### Kutipan Sumber
::::::::::

Indodian.com – Proses alih status pegawai Komisi Pemberantasan Korupsi (KPK) menjadi Aparatur Sipil Negara (ASN) terus menuai polemik. Belakangan KPK menolak saran tindakan korektif dari Ombudsman Republik Indonesia. Jika dilihat secara menyeluruh, sikap dan tindakan ini memperlihatkan adanya kemerosotan nilai-nilai antikorupsi di tubuh KPK. Hal ini tidak dapat dilepaskan dari efek domino revisi Undang-Undang (UU) KPK.
Alumni Akademi Jurnalistik Lawan Korupsi (AJLK) Komisi Pemberantasan Korupsi tahun 2020 mencatat beberapa kontroversi yang menunjukan ketidakpatuhan KPK sebagai lembaga penegak hukum terhadap hukum dan khususnya sebagai lembaga antirasuah tidak mencerminkan nilai-nilai antikorupsi, antara lain:
Pertama, catatan-catatan pelik terkait upaya pemberantasan korupsi diperparah dengan sikap dan kebijakan di tubuh KPK, terutama komisioner-komisioner pemegang komando tertinggi, dalam menyikapi berbagai fenomena terkait korupsi dewasa ini. Alih-alih menjadi ujung tombak pemberantasan korupsi sesuai dengan amanat reformasi, KPK seringkali menunjukkan sikap yang tidak konsisten untuk mendukung upaya pemberantasan korupsi. Ketua KPK Firli Bahuri dengan tegas mengingatkan pada bulan Maret 2020, bahwa siapapun yang melakukan tindak pidana korupsi dalam kondisi pandemi akan dijatuhi hukuman mati sesuai dengan aturan yang tertuang dalam UU Nomor 31 Tahun 1999 jo UU Nomor 20 Tahun 2001 tentang Pemberantasan Tindak Pidana Korupsi.
Baca Juga : Kemerdekaan dan Upaya Jalan Pulang pada Pancasila
Baca Juga : Aku dan Kisahku
Dalam selang waktu tidak lebih dari sembilan bulan setelahnya, dua orang menteri Kabinet Indonesia Maju terjerat kasus korupsi. Namun, alih-alih membuktikan ketegasan yang ditunjukkan oleh Firli, inkonsistensi KPK mulai nampak ketika Jaksa Penuntut Umum KPK hanya menuntut eks Menteri Sosial Juliari Batubara selama 11 tahun dan membayar uang pengganti sebesar Rp 14,5 miliar atas dugaan suap. Selain itu, dalam kasus eks Menteri Kelautan dan Perikanan Eddy Prabowo, tuntutan yang dilayangkan pun hanya 5 tahun dan denda Rp10 miliar.

::::::::::

### Data penunjukan ekspresi rujukan
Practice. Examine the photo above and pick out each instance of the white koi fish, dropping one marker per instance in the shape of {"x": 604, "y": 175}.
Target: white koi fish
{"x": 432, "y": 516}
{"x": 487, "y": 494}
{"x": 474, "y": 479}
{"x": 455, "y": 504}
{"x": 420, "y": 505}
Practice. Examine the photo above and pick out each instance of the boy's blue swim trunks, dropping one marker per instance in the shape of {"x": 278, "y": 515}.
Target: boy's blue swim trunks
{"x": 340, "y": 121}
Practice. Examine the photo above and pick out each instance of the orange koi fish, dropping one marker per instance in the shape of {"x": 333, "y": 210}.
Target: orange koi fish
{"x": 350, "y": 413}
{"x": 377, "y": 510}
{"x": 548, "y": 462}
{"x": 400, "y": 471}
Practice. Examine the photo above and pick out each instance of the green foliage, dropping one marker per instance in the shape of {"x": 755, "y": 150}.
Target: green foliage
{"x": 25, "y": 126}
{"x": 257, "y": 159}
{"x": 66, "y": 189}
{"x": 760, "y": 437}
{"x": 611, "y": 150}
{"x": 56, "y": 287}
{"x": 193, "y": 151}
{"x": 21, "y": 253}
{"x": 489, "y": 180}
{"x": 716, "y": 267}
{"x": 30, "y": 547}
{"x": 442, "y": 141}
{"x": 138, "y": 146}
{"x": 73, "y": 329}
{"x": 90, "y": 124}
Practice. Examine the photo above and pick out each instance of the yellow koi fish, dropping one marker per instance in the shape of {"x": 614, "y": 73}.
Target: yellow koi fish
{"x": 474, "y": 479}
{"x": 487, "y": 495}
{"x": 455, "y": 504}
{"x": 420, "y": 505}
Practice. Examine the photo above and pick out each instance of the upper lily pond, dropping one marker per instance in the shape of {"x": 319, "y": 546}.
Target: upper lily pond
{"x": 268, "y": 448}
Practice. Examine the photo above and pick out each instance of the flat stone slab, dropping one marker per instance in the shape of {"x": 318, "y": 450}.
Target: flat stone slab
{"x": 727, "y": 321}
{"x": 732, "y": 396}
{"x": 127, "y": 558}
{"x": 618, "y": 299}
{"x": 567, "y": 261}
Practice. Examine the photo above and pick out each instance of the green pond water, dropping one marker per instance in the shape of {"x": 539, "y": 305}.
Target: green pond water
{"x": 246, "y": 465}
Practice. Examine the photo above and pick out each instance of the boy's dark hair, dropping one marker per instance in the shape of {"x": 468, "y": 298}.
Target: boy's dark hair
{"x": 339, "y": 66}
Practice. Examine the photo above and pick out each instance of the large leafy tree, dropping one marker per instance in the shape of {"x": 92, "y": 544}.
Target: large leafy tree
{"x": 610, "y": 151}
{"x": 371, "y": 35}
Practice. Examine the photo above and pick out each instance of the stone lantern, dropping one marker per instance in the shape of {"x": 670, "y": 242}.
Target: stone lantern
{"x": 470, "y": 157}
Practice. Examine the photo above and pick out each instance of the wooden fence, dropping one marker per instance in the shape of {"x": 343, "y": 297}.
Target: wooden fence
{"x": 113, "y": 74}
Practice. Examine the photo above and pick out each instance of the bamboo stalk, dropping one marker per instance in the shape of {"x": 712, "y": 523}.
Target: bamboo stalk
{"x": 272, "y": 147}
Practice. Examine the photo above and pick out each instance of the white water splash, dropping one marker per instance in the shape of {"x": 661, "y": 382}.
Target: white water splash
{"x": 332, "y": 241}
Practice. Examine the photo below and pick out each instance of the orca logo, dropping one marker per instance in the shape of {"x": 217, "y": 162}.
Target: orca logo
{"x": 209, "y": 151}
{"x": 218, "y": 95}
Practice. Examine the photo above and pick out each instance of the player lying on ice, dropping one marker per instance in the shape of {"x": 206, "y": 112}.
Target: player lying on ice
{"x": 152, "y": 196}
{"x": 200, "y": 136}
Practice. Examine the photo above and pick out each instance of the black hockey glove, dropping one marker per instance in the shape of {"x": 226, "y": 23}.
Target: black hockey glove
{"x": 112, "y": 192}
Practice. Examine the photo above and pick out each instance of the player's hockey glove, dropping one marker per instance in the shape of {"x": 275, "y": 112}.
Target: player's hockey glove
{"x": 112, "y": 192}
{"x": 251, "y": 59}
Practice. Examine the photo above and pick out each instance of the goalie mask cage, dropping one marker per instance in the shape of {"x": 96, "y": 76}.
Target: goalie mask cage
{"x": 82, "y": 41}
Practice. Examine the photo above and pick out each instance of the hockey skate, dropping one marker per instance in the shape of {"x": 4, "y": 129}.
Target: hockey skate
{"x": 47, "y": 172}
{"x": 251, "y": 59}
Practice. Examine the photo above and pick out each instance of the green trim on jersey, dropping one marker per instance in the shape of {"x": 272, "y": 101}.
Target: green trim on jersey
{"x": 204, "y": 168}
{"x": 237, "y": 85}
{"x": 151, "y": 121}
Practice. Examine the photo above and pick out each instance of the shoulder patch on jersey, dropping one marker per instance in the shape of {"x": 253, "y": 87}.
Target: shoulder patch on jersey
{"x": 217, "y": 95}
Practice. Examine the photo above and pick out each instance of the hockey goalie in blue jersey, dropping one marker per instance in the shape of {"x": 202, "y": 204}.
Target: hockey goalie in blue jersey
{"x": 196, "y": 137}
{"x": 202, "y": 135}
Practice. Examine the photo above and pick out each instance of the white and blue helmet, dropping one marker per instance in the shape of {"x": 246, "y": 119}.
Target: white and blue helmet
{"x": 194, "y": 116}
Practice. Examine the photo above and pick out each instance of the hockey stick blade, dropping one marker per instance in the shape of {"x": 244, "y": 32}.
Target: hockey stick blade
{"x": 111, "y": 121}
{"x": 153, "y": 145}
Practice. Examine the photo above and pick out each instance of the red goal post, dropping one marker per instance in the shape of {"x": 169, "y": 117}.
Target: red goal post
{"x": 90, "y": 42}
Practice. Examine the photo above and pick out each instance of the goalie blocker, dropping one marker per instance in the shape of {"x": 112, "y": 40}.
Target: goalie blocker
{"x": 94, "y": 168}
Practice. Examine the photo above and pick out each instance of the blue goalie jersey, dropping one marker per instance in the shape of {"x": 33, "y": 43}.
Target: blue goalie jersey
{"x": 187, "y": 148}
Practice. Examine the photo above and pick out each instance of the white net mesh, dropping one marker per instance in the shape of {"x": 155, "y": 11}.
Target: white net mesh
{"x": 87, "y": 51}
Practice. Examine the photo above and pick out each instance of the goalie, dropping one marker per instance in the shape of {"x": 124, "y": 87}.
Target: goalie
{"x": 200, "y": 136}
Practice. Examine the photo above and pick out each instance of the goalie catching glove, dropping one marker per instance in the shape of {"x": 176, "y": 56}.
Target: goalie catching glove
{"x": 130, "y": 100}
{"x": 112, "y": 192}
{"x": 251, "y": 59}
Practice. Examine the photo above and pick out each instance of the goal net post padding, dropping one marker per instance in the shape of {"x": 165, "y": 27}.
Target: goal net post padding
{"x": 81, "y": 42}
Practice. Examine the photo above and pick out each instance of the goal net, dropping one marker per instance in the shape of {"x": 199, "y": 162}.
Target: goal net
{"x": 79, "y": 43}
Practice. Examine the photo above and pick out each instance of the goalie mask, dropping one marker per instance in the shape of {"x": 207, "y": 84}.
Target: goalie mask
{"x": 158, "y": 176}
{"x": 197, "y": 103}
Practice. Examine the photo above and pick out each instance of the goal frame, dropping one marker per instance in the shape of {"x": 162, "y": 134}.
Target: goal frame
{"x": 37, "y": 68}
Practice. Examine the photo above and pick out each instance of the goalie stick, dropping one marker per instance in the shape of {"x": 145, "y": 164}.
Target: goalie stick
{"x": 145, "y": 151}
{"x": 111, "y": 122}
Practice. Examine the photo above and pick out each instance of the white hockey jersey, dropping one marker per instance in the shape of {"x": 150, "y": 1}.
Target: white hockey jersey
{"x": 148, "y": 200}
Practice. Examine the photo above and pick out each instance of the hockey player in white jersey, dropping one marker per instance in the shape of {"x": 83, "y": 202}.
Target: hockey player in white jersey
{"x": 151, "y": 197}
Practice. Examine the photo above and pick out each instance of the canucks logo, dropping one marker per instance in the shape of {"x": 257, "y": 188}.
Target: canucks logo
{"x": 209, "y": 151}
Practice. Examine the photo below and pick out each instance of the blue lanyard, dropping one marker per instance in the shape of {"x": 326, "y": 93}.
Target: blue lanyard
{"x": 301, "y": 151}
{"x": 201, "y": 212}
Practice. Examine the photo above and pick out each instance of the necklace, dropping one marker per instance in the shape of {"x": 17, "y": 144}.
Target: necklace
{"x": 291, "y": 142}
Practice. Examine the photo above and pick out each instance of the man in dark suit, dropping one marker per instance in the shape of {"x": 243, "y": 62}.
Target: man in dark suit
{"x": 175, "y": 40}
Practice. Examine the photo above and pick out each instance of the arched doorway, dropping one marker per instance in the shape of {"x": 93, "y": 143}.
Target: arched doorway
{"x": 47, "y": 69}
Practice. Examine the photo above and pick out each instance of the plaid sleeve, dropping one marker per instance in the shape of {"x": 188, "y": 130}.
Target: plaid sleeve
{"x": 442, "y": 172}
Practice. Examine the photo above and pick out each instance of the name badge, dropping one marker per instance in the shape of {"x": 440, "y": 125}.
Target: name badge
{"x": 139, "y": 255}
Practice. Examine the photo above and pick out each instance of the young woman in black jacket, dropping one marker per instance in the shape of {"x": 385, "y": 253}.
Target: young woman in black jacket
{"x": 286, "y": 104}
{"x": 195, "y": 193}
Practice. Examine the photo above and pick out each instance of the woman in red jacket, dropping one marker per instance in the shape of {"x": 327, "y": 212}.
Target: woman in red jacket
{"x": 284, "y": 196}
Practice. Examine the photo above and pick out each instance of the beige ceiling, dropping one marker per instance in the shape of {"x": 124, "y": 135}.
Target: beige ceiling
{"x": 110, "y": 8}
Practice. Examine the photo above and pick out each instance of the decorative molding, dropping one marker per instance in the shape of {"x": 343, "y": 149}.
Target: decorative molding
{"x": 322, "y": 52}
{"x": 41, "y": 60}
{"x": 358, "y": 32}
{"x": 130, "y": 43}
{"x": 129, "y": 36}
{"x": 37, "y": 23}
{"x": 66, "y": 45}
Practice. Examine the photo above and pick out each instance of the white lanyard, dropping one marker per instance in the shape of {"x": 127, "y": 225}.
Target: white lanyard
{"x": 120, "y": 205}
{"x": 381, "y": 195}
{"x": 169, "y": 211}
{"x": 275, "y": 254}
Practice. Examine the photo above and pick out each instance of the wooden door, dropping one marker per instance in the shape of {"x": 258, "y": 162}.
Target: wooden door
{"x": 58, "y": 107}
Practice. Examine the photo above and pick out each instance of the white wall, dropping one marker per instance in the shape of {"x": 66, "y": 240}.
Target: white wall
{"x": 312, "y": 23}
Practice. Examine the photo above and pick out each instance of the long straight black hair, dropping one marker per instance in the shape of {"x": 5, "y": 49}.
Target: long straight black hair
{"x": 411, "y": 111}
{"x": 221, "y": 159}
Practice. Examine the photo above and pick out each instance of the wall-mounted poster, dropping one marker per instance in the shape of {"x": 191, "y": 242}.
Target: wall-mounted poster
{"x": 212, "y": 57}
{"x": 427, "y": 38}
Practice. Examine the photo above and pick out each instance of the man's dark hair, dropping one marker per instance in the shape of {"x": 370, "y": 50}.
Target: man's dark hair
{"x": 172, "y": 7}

::::::::::

### Yang Diharapkan
Menurut artikel tentang KPK, apa tuntutan yang dilayangkan dalam kasus eks Menteri Kelautan dan Perikanan Eddy Prabowo? Item-item ini tidak diperlukan.

### Hasil
Tuntutan 5 tahun dan denda Rp10 miliar.